----- EXERCISE TEXT
By Steven Law
President and CEO, American Crossroads
Last week, The Iowa Republican ran a story about Rep. Steve King and the Iowa U.S. Senate race, asserting that, “The main factor spurring King toward running is Karl Rove’s efforts to prevent him from running.” The story also described a new group loosely connected to Rove called the Conservative Victory Project that had “singled out” Rep. King.
First of all, Rep. King certainly doesn’t need anyone’s permission to run for the U.S. Senate. Second, nobody’s stopping him – though his skills and seniority would be sorely missed in the 4th District he has ably served for the last ten years.
Third, Karl Rove has never opined on King’s suitability as a Senate candidate. Nor did Rove “form” the Conservative Victory Project, the goal of which is to support strongly conservative, politically viable candidates. However, one group that Rove advises and helped found, Crossroads GPS, independently invested nearly $400,000 in King’s district in 2012.
The genesis of this non-controversy was a statement I (not Karl Rove) made pointing out the obvious: that if Rep. King threw his hat into the U.S. Senate race, Democrats could be expected to attack him viciously over comments he had made about ill-advised remarks by Rep. Todd Akin. That observation could be untrue only if Democrats grew a deep sense of fairness and restraint between now and November 2014, and I just don’t think that’s going to happen.
So what’s the conclusion? Next year’s U.S. Senate race in Iowa will be one of the most expensive, hard-fought campaigns in the state’s history. No matter who runs on the Republican side, it’s far from a sure thing. You’ve got to have a compelling reason – and a strong constitution – to take that on. Rep. King has several good reasons: a decade of public service, a district that trusts him, and his desire to serve his state and the country. Whether he continues to proudly serve the 4th or step into a brutally competitive new arena, those are better reasons than the non-existent opposition of those who have supported him in the past.
----------
----- LISTED ENTRIES
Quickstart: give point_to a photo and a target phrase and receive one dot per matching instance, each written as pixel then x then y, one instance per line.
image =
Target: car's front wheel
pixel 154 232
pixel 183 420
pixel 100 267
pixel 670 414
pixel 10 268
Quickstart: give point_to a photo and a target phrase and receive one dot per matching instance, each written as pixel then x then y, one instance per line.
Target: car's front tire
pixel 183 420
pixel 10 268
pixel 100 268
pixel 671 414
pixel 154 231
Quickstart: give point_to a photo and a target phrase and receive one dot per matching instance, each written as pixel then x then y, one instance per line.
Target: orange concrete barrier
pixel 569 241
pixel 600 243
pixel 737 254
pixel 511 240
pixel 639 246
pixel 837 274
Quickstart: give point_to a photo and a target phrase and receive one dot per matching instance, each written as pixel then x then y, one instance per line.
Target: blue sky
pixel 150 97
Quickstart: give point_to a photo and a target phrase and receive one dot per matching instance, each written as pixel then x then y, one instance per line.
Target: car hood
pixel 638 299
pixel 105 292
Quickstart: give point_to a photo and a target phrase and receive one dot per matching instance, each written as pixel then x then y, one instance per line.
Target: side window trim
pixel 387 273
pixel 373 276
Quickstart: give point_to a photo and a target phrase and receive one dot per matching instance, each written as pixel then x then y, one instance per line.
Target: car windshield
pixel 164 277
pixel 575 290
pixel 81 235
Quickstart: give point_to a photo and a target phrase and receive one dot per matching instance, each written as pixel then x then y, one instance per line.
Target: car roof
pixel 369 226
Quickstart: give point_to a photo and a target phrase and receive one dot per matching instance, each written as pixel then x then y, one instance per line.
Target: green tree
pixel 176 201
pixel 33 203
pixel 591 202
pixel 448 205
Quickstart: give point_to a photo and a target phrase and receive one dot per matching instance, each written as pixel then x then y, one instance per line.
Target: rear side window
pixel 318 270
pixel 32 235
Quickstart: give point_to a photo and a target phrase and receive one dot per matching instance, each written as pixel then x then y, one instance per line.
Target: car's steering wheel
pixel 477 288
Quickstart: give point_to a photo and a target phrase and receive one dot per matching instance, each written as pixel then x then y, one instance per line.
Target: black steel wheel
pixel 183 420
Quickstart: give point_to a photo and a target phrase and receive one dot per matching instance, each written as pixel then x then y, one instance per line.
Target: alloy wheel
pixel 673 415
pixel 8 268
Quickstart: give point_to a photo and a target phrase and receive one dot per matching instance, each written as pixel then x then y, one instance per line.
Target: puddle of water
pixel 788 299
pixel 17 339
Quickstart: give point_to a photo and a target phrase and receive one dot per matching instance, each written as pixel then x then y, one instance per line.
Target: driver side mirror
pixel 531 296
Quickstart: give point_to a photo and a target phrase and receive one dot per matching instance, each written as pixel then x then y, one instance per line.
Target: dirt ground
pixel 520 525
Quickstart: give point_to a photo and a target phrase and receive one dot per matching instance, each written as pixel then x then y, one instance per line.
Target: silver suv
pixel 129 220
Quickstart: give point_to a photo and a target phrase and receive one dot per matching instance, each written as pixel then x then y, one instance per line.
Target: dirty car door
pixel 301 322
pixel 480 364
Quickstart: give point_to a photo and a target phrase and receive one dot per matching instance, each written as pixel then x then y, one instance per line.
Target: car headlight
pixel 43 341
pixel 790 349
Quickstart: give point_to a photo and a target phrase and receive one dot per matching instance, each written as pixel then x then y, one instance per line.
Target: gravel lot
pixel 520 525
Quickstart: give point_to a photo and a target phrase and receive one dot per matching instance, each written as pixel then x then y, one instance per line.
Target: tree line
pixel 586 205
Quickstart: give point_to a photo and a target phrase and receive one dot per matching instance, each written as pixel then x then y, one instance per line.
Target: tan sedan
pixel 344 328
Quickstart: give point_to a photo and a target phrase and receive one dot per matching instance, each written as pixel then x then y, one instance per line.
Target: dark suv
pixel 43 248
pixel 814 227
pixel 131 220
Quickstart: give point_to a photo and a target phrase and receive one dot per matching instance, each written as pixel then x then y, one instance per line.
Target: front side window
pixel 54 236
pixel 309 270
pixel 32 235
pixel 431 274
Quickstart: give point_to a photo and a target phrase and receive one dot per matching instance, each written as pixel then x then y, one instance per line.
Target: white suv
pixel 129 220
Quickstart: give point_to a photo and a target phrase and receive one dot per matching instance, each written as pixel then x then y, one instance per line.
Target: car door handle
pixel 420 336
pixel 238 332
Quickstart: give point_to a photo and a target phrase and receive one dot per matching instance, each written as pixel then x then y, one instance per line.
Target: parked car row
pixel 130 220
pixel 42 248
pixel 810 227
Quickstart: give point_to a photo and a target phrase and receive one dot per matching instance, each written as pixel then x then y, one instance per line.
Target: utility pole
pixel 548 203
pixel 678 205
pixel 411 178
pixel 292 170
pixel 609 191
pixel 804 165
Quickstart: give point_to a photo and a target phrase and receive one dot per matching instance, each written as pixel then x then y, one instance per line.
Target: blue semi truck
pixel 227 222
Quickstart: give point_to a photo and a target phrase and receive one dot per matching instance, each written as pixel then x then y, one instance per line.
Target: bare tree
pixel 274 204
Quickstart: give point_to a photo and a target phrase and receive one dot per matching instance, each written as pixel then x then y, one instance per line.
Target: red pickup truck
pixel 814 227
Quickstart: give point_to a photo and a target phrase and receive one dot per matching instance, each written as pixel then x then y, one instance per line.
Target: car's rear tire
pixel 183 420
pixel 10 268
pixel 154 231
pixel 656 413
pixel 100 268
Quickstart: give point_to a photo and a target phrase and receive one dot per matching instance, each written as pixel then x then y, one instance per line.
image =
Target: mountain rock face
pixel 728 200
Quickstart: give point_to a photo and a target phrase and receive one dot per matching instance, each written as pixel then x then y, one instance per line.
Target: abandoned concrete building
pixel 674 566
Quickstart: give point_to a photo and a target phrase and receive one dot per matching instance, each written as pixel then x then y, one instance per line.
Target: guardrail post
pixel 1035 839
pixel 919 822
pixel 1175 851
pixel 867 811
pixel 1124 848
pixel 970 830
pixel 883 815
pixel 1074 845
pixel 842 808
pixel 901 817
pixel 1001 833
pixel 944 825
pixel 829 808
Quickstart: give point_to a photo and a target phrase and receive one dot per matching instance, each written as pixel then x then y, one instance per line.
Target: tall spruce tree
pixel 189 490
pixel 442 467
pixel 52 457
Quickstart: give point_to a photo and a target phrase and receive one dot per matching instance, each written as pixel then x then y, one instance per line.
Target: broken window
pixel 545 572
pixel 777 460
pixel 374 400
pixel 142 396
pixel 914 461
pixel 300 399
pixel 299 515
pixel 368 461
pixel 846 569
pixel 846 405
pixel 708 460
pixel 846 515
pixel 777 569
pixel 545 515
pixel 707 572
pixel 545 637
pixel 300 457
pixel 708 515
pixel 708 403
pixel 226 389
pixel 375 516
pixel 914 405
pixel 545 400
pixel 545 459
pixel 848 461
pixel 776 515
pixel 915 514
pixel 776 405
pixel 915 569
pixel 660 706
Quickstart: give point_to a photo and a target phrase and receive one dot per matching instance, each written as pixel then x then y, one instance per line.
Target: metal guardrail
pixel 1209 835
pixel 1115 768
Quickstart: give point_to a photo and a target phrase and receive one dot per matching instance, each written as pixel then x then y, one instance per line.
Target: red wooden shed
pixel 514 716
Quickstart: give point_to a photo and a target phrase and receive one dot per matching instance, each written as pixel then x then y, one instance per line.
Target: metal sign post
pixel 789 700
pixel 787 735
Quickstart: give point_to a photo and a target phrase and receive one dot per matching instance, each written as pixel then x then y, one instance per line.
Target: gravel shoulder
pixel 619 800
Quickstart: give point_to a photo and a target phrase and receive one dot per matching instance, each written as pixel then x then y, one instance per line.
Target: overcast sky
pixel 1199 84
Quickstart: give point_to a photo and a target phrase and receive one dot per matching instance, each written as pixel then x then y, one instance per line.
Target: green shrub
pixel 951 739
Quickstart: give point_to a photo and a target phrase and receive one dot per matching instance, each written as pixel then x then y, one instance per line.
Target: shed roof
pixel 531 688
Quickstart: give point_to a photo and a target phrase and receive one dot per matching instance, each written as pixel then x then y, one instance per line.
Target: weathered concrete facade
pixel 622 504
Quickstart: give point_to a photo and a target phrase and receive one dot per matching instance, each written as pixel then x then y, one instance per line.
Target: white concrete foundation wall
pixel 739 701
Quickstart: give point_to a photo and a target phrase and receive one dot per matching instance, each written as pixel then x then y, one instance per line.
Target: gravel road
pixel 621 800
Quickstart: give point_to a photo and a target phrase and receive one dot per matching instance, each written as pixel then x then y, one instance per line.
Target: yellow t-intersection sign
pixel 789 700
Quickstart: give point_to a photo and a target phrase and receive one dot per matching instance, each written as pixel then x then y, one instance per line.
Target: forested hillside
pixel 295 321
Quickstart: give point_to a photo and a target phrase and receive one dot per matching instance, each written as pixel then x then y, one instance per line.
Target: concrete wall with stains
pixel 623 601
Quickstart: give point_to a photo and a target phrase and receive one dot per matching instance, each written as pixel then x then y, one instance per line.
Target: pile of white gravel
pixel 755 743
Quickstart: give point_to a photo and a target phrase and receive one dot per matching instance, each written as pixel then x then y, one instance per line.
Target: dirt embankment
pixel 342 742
----------
INSTRUCTIONS TO FOLLOW: Return, word for word, the part of the piece about Steve King and the Iowa Senate race that opens with the words containing "The genesis of" and closes with "going to happen.". The lines after the text are unrelated to the work here.

RESPONSE AREA:
The genesis of this non-controversy was a statement I (not Karl Rove) made pointing out the obvious: that if Rep. King threw his hat into the U.S. Senate race, Democrats could be expected to attack him viciously over comments he had made about ill-advised remarks by Rep. Todd Akin. That observation could be untrue only if Democrats grew a deep sense of fairness and restraint between now and November 2014, and I just don’t think that’s going to happen.